• [TASK INSTRUCTIONS]: Pick out every line in the items below that contains the word "floor", and copy each of those lines. Treat uppercase and lowercase as different.

• [RECORDS TO PROCESS]:

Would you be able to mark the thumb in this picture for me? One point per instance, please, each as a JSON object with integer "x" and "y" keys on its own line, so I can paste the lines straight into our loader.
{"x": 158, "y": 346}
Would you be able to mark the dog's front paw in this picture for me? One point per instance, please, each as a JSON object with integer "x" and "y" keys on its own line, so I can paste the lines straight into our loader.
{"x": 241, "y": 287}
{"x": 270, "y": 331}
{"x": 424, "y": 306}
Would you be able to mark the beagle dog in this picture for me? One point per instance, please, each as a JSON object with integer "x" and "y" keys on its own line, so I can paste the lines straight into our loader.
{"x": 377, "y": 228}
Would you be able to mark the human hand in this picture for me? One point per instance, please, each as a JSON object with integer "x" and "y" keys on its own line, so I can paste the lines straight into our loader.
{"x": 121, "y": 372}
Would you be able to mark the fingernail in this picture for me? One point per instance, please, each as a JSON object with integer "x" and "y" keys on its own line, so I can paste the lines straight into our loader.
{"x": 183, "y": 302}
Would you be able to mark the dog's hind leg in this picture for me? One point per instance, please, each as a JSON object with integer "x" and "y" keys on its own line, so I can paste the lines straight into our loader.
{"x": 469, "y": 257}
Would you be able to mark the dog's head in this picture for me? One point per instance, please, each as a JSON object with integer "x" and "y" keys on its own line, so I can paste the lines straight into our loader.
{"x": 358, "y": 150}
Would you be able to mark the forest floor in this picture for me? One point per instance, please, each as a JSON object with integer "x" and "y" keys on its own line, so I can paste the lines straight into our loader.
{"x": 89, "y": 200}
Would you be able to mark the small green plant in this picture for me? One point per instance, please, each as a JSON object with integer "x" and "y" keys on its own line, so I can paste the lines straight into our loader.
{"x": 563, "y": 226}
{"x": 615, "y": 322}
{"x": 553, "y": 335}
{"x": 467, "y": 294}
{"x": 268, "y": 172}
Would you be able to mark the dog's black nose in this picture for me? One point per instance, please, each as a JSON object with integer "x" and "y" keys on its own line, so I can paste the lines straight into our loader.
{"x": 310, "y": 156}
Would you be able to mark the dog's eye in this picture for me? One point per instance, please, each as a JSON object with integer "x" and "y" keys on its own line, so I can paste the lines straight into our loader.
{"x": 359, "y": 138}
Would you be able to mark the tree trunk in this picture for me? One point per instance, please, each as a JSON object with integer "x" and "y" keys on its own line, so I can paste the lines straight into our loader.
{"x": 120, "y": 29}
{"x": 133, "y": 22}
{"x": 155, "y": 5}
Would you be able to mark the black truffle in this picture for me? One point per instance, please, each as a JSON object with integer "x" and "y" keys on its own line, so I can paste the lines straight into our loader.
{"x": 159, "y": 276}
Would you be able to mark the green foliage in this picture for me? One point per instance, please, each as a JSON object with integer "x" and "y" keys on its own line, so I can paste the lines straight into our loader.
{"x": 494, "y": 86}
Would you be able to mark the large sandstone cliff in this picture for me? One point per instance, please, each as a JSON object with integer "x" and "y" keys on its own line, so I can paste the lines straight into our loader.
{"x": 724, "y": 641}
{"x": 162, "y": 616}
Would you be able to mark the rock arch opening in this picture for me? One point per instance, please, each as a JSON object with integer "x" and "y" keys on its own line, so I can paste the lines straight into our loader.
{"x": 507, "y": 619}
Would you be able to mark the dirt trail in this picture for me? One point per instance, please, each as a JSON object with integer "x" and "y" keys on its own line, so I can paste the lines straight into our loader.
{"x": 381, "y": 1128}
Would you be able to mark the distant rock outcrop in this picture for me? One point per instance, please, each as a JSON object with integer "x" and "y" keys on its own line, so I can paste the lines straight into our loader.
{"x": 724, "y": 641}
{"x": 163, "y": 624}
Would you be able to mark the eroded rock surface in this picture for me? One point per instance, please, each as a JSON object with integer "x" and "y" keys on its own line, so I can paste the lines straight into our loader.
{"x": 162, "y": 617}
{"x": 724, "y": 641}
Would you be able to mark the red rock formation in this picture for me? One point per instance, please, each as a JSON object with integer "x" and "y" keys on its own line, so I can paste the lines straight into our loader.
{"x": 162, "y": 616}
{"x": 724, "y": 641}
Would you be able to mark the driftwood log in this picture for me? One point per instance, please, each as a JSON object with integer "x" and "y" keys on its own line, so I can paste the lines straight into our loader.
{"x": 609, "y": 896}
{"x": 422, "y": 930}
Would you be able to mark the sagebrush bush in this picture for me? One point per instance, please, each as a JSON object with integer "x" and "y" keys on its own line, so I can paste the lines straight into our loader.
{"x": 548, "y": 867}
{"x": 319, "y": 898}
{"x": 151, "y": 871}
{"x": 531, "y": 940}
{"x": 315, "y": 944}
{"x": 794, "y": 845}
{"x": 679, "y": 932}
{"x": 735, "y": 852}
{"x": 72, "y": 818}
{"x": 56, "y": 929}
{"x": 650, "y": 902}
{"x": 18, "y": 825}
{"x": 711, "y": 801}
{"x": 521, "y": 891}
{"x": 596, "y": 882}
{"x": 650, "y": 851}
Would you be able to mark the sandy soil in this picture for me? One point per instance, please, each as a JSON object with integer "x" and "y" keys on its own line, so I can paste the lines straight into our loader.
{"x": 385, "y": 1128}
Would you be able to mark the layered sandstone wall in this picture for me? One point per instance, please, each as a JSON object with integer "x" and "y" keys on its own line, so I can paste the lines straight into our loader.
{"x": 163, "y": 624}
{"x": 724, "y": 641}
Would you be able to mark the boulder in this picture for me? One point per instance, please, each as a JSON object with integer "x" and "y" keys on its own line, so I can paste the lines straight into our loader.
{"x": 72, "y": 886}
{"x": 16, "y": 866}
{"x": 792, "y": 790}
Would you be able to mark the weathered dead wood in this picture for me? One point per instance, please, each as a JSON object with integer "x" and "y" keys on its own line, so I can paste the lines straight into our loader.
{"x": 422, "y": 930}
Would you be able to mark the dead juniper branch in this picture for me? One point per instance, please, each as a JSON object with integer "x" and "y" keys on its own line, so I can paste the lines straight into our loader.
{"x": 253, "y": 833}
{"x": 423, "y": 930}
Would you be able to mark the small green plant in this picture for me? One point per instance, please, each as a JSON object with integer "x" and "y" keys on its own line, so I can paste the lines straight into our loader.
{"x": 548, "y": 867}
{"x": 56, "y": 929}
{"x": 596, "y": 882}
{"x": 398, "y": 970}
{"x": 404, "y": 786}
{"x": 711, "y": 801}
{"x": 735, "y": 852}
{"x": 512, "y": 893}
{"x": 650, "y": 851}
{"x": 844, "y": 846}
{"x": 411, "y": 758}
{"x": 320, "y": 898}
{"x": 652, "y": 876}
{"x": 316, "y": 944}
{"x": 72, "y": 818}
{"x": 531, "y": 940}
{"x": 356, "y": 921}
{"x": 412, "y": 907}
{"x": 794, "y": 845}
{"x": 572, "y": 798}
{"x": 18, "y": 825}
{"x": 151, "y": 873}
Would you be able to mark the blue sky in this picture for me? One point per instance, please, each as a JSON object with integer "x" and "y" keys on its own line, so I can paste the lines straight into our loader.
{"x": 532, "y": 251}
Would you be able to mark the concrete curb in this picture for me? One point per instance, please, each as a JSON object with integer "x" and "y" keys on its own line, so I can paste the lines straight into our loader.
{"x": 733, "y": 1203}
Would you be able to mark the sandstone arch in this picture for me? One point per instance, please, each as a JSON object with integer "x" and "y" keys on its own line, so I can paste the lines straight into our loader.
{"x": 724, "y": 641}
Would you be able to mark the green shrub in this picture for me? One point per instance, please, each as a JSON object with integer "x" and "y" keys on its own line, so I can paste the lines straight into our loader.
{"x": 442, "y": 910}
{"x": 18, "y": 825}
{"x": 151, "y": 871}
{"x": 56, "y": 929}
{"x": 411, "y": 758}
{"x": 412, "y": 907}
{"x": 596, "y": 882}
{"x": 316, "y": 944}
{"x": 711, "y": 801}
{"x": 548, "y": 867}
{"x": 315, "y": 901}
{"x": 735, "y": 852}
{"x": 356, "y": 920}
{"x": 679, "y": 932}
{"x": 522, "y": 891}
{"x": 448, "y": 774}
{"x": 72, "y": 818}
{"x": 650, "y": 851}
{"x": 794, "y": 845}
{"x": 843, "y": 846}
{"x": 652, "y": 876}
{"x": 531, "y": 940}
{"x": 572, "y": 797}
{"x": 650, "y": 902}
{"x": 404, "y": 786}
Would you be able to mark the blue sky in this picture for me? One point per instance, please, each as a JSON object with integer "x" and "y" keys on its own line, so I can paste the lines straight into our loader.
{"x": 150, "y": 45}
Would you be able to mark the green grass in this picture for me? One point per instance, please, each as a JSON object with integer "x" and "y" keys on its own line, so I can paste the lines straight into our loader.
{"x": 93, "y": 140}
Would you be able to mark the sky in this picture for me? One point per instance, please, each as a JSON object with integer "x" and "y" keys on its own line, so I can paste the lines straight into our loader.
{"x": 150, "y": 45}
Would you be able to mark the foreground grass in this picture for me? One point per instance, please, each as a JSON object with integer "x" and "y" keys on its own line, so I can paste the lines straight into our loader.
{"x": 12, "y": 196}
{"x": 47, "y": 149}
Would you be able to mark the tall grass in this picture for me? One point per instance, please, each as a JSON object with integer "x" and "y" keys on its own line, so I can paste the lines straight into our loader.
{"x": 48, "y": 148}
==
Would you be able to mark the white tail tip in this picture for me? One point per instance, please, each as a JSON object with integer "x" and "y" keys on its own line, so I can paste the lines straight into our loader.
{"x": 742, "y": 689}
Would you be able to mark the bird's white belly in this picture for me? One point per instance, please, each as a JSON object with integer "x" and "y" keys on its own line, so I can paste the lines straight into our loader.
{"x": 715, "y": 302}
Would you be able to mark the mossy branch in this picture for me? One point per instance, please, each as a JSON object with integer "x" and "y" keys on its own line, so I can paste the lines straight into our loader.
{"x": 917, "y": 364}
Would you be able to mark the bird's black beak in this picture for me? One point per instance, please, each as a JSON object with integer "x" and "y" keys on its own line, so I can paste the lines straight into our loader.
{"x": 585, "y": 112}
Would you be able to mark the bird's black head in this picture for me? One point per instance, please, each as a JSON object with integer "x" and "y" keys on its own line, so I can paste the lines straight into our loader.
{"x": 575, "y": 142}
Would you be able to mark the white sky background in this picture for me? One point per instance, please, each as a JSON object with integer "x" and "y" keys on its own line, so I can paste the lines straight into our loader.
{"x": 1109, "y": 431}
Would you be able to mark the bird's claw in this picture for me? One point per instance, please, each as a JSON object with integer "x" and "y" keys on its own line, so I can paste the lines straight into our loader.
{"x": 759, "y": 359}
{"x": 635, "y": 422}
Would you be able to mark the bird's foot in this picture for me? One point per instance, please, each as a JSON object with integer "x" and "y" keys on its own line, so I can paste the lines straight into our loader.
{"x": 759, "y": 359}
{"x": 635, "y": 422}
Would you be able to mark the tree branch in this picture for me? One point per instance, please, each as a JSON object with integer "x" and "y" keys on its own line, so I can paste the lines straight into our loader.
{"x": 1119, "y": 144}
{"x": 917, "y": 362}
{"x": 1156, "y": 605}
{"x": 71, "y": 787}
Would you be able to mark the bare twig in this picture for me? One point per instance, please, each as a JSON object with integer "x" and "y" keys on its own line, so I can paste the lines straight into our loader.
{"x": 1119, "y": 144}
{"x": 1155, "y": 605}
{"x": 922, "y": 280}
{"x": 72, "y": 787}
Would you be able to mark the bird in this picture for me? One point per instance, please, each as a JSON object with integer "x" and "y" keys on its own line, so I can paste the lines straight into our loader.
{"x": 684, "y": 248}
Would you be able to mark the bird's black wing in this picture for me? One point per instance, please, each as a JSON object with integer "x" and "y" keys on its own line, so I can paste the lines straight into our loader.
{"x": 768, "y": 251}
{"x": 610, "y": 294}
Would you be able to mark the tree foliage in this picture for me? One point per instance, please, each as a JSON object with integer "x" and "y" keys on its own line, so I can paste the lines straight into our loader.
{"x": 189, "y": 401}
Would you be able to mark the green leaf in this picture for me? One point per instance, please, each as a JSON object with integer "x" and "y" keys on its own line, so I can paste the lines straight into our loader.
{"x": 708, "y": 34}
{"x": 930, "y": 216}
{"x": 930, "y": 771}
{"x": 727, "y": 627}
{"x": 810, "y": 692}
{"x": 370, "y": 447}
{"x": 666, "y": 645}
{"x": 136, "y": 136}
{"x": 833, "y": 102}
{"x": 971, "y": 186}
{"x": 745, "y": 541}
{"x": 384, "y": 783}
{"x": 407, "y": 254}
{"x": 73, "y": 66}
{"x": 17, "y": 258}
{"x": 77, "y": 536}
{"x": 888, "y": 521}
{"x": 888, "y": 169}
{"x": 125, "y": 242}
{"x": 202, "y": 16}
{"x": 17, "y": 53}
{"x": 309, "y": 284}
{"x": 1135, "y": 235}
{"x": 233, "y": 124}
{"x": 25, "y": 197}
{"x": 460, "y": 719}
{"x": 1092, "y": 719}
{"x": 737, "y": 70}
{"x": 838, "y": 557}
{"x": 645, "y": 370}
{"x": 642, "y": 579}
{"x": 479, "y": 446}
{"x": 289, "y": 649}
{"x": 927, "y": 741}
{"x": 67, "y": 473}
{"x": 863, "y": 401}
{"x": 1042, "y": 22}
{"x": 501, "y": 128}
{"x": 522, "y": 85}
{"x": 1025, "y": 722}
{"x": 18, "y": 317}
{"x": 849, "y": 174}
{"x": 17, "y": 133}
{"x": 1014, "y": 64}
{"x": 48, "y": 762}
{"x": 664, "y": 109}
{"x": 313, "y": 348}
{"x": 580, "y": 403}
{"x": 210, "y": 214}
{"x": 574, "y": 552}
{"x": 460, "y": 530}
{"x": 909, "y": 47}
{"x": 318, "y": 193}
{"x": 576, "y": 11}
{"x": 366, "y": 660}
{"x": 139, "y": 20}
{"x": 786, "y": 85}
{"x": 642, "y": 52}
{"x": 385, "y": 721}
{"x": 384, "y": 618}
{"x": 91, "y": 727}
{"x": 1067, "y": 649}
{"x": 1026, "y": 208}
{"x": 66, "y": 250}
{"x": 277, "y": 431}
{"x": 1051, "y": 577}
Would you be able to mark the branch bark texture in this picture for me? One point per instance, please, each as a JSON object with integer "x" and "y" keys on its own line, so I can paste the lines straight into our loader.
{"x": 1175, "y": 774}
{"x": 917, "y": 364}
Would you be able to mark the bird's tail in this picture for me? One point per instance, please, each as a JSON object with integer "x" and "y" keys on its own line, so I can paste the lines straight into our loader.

• [TASK OUTPUT]:
Would you be able to mark the forest floor in this picture for me? One point per instance, please, each as a JSON object with integer "x" and "y" keys on its own line, so I can paste the lines straight into our loader.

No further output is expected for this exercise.